I saw this meme while mindlessly scrolling through Facebook the other day, and it set my imagination off. But what does enjoy it actually mean?
Is it morbid to admit that I often think, is this something I’ll regret or relish on my deathbed? Maybe it’s the perimenopause diagnosis talking, suddenly my ice cream feels like it’s melting faster than I’d like.
Some people, including me occasionally, think "enjoying it" means partying till the sun comes up, but is that actually using your life, or wasting it?
Or does that depend entirely on whether you’re 21 with no responsibilities, or 44 with a child, a mortgage, a business and an entire list of adulting you "should" do the next day?
To quote my shrink, yet again, "should is s..."
In my 20s I never felt like I should do anything. So where does that come from? Social conditioning? Experience? Exhaustion?
What I do know is that when I interpret Yolo, you only live once, as sure, I’ll have that Jager bomb and keep dancing, I regret it fully the next day. And, let’s be honest, for the next three days after that.

______

## List of tasks
- A) Answer these questions using the passage:
(i) On which site did the writer see the meme?
(ii) What diagnosis does the writer mention?
(iii) What does the writer regret fully the next day?
- B) List every possible source the passage suggests for the sense of what one "should" do.

Dataset entries:

______

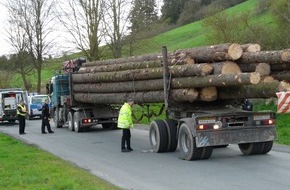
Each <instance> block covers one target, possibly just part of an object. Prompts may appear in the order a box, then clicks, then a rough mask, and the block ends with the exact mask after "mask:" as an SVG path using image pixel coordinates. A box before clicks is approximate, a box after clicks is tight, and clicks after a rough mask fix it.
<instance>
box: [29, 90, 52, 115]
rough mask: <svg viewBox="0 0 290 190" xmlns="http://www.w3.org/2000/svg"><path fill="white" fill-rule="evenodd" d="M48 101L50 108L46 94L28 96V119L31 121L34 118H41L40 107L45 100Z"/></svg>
mask: <svg viewBox="0 0 290 190" xmlns="http://www.w3.org/2000/svg"><path fill="white" fill-rule="evenodd" d="M46 99H48V101H49V104H48V105H49V107H50V102H51V101H50V97H49V96H48V95H46V94H37V95H30V96H28V108H27V110H28V119H29V120H30V119H33V118H34V117H41V114H42V110H41V109H42V105H43V104H44V102H45V100H46Z"/></svg>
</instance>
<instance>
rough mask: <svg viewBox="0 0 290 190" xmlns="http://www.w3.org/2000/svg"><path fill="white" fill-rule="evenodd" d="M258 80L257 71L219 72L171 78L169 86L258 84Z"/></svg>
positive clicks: (233, 85) (174, 87)
mask: <svg viewBox="0 0 290 190" xmlns="http://www.w3.org/2000/svg"><path fill="white" fill-rule="evenodd" d="M259 82H260V74H259V73H238V74H219V75H208V76H205V77H183V78H173V79H172V81H171V87H172V88H181V87H182V88H197V87H210V86H236V85H237V86H240V85H246V84H258V83H259ZM193 86H195V87H193Z"/></svg>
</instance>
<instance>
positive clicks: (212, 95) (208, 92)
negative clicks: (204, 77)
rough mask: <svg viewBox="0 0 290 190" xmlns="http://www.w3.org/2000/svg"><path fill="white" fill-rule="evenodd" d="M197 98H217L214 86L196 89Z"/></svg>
mask: <svg viewBox="0 0 290 190" xmlns="http://www.w3.org/2000/svg"><path fill="white" fill-rule="evenodd" d="M198 94H199V95H198V98H197V100H199V101H206V102H210V101H214V100H216V99H217V89H216V87H205V88H201V89H199V90H198Z"/></svg>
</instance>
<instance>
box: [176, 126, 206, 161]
mask: <svg viewBox="0 0 290 190" xmlns="http://www.w3.org/2000/svg"><path fill="white" fill-rule="evenodd" d="M178 142H179V150H180V154H181V156H182V158H183V159H185V160H199V159H201V153H202V152H201V148H197V147H196V143H195V137H193V135H192V134H191V132H190V129H189V127H188V125H187V124H186V123H182V124H181V126H180V129H179V137H178Z"/></svg>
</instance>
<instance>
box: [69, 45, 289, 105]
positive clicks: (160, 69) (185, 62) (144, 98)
mask: <svg viewBox="0 0 290 190" xmlns="http://www.w3.org/2000/svg"><path fill="white" fill-rule="evenodd" d="M260 49H261V48H260V46H259V45H258V44H243V45H240V44H236V43H233V44H218V45H213V46H204V47H196V48H191V49H182V50H177V51H175V52H172V53H168V54H167V57H168V65H169V72H170V98H171V100H173V101H175V102H200V101H206V102H211V101H215V100H229V99H245V98H265V99H267V98H272V97H276V92H280V91H290V84H289V82H290V49H285V50H273V51H261V50H260ZM163 61H164V60H163V56H162V54H161V53H160V54H150V55H143V56H136V57H129V58H120V59H112V60H102V61H95V62H87V63H84V64H83V65H82V67H81V68H80V70H79V71H78V72H77V73H74V74H73V75H72V79H73V91H74V99H75V100H76V101H79V102H84V103H95V104H99V103H105V104H122V103H123V102H124V101H125V100H126V98H128V97H132V98H134V100H135V102H137V103H161V102H164V87H163V86H164V81H163Z"/></svg>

______

## Exercise responses
- A)
(i) Facebook
(ii) A perimenopause diagnosis
(iii) Interpreting Yolo as having that Jager bomb and continuing to dance

- B)
- Social conditioning
- Experience
- Exhaustion